■ **TASK ITEM**:
Scan the entries for the word "instance". Every line that has it should be copied.

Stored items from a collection
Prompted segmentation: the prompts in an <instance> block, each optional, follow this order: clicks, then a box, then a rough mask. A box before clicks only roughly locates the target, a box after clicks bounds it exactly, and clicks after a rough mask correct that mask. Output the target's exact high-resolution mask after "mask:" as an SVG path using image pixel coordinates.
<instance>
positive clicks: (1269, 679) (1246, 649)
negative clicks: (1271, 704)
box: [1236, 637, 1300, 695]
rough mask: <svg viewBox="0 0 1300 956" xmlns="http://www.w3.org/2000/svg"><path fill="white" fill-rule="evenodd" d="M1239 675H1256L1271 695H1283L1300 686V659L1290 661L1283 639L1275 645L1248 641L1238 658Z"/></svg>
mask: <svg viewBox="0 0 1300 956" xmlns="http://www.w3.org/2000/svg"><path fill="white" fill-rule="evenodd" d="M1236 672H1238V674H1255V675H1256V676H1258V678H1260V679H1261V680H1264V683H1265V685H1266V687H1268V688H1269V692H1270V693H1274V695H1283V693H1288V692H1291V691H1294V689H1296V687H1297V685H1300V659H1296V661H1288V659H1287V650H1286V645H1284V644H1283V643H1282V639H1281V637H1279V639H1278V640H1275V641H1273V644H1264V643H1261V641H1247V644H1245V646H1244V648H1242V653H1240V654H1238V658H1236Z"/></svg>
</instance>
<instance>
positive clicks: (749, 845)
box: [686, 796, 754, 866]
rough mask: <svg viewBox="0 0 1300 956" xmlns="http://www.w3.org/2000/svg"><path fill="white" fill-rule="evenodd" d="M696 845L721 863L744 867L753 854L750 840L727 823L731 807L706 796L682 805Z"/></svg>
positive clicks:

■ **EXPECTED ANSWER**:
Prompted segmentation: the prompts in an <instance> block, each optional, follow this order: clicks, then a box, then a rough mask. A box before clicks only roughly locates the target, a box after clicks bounds it exactly, and clicks after a rough mask correct that mask. Output the target's exact high-resolution mask after "mask:" as an SVG path using image pixel coordinates.
<instance>
</instance>
<instance>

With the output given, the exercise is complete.